• **Supplied text**
———
DES MOINES — More than 100 protesters gathered in front of Mercy Medical Center, 1111 Sixth Ave., on the morning of Sept. 4 to demand the state of Iowa raise its minimum wage to $15 an hour.
Pete D’Alessandro, a Democrat running for the seat in Iowa’s 1st Congressional district, spoke forcefully at the rally for the higher wage.
“The fight for 15 … starts at $15 an hour,” D’Alessandro said. “It’s not what we’re going to get to. It starts at 15, and then after we get to 15, we’re going to make sure everyone in this country has a chance to organize in a proper union.”
Cathy Glasson, one of several candidates running for the Democratic gubernatorial nomination, told The Daily Iowan Labor Day should be about bringing awareness to the state of Iowa that workers are getting the short end of the stick.
“They can’t pay their bills, they [have] two and three jobs to make ends’ meet, they won’t have a secure retirement,” Glasson said. “That’s not a future for Iowa that I believe in and value.”
Those participating in the rally were demanding a $15 an hour minimum wage and the right to unionize.
At the rally, Johnson County Supervisor Mike Carberry said one way to protect the health and welfare of Iowa’s citizens is to raise wages and build strong unions.
“As we all know, nobody can survive on $7.25, and we need to raise the wage,” Carberry said.
Carberry said that is why he worked to raise the minimum wage in Johnson County to $10.10 once he was elected Johnson County supervisor two-and-a-half years ago.
“I ran on that, and we got it done,” Carberry said. “The problem was, after we instituted it, we really pissed a bunch of people off here at the State Capitol, and they took it away.”
Carberry called on those present to vote the GOP out of office.
———
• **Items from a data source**

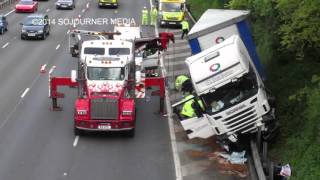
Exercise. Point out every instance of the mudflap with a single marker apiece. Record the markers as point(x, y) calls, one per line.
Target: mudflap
point(272, 125)
point(140, 90)
point(197, 127)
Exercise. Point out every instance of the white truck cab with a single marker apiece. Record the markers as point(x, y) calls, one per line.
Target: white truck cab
point(227, 82)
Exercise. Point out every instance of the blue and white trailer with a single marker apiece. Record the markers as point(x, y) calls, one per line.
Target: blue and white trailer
point(216, 25)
———
• **Directions**
Write the next part of the article about the Des Moines rally for a $15 minimum wage, picking up after its final sentence.

• **Expected output**
“What we really need is some bold, progressive Democrats,” he said. “Let’s get people elected at every level, from the dogcatcher to the governor, that support our values … We need to organize every day, not just every two years.”
Carberry said nonpartisan elections for school board and city council are taking place all over the state this year.
“That is our pipeline,” Carberry said.
Nurse Sandy Daren also spoke at the rally, having just finished a 12-hour shift at work.
“Iowa workers’ compensation comes in at 50th in this country. It comes in dead last,” Daren said. “However, our cost of living is not 50th.”
In many states, Daren said health care is the step into the middle class for families, but not in Iowa.
“Here we have to work multiple jobs with dangerously low staffing — dangerous to our jobs and to ourselves,” she said. “That’s why hospital workers from all over Iowa, from across the Midwest, are joining together to fight for the $15 an hour minimum wage for all hospital workers and a union for all.”
Glasson said labor began with workers’ organization and mobilization.
“We’ve got to go back to our roots and get back to the mobilizing and organizing that we know works to bring power to working people that are suffering so much in our state,” Glasson said.